Selected excerpt
.....

Evan Scarponi is one of the leaders in charge of Prudential’s effort to pay the claims.

Scarponi is the chief claims officer in Prudential’s group insurance division. He oversees claims-processing operations for U.S. absence management programs and group life insurance programs as well as for short-term disability insurance and long-term disability insurance plans.

He began working as a disability benefits specialist at Unum in 2002, after he graduated with bachelor’s degree from Northeastern University, and he then began studying for a master’s degree in business from the University of Southern Maine while he was still at Unum.

In 2004, Scarponi moved over to Prudential’s disability claims operation. Since then, he has held titles such as director, process management, and director, long-term disability claim operations before getting his current title, in August 2019. He now manages a team of 550, with most affiliated with offices in Portland, Maine; Roseland, New Jersey; and Scottsdale, Arizona.

This month, he has been participating in the latest Disability Insurance Awareness Month campaign by continuing to work to improve claim-handling processes.

Here are four trends Scarponi is seeing in the group disability claim field today, drawn from a recent interview.

1. The effects of major new federal claim review standards have been tolerable.

The Obama administration developed a major claim review standards update.

.....

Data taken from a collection

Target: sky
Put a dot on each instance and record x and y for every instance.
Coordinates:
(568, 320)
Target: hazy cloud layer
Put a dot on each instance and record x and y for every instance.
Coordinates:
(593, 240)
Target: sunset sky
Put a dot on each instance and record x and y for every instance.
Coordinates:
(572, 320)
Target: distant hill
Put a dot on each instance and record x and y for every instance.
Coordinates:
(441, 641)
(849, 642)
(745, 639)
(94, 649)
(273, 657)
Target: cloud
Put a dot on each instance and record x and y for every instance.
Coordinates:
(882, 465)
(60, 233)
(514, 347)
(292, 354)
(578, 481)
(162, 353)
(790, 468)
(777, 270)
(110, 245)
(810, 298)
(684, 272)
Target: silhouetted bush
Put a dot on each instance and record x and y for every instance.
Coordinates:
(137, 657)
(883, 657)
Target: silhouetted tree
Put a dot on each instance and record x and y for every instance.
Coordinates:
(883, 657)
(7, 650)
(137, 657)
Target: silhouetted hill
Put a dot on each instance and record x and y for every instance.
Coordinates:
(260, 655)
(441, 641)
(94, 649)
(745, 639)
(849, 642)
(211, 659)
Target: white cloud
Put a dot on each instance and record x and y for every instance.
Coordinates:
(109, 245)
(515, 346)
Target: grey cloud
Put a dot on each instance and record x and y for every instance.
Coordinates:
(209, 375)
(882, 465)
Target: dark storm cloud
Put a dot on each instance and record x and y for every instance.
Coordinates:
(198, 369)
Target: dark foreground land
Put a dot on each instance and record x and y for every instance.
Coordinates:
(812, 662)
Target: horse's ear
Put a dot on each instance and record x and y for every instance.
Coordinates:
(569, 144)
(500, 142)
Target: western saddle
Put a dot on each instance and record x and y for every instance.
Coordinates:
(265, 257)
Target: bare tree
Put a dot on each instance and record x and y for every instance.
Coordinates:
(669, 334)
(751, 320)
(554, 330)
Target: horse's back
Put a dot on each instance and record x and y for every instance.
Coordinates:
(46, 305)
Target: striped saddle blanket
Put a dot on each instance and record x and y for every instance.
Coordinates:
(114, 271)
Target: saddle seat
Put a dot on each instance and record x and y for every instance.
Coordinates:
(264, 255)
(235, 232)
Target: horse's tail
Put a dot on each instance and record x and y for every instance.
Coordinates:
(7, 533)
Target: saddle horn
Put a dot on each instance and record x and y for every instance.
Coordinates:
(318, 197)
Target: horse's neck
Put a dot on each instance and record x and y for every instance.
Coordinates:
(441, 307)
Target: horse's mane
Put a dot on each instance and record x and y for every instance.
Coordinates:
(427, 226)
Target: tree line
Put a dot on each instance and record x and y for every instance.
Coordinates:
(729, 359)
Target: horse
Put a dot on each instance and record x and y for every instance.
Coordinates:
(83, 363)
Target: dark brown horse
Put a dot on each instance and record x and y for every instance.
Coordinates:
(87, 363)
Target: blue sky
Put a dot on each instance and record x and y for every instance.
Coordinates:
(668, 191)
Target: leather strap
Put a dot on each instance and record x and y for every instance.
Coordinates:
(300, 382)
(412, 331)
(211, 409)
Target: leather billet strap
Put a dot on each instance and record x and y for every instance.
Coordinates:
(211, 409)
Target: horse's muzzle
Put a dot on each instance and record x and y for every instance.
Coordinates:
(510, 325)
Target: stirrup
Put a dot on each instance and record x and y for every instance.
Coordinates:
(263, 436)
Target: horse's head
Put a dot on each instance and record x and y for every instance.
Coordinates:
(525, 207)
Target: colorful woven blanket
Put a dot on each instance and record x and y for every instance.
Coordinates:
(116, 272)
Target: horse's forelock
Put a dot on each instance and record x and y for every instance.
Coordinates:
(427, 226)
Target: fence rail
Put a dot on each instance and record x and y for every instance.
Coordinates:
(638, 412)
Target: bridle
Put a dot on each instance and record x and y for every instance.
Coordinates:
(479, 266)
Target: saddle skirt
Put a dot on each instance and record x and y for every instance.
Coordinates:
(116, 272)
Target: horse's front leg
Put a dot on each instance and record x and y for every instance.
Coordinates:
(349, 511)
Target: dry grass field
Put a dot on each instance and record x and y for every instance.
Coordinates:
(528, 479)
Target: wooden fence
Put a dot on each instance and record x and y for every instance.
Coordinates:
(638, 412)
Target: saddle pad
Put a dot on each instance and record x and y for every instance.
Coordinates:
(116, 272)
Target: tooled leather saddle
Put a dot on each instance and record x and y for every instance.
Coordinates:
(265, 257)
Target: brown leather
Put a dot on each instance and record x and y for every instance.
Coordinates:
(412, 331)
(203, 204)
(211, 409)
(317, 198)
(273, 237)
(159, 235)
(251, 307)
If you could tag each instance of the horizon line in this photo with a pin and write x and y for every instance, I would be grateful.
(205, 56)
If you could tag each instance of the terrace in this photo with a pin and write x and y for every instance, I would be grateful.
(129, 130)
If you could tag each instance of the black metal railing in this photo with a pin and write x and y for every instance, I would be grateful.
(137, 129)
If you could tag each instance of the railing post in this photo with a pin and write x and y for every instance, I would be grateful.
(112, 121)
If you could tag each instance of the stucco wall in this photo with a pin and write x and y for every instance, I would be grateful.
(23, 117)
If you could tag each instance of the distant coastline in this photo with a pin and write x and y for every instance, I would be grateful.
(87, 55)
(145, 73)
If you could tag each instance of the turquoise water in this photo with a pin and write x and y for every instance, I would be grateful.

.....

Required action
Print the full Evan Scarponi profile from above word for word.

Exercise solution
Evan Scarponi is one of the leaders in charge of Prudential’s effort to pay the claims.

Scarponi is the chief claims officer in Prudential’s group insurance division. He oversees claims-processing operations for U.S. absence management programs and group life insurance programs as well as for short-term disability insurance and long-term disability insurance plans.

He began working as a disability benefits specialist at Unum in 2002, after he graduated with bachelor’s degree from Northeastern University, and he then began studying for a master’s degree in business from the University of Southern Maine while he was still at Unum.

In 2004, Scarponi moved over to Prudential’s disability claims operation. Since then, he has held titles such as director, process management, and director, long-term disability claim operations before getting his current title, in August 2019. He now manages a team of 550, with most affiliated with offices in Portland, Maine; Roseland, New Jersey; and Scottsdale, Arizona.

This month, he has been participating in the latest Disability Insurance Awareness Month campaign by continuing to work to improve claim-handling processes.

Here are four trends Scarponi is seeing in the group disability claim field today, drawn from a recent interview.

1. The effects of major new federal claim review standards have been tolerable.

The Obama administration developed a major claim review standards update.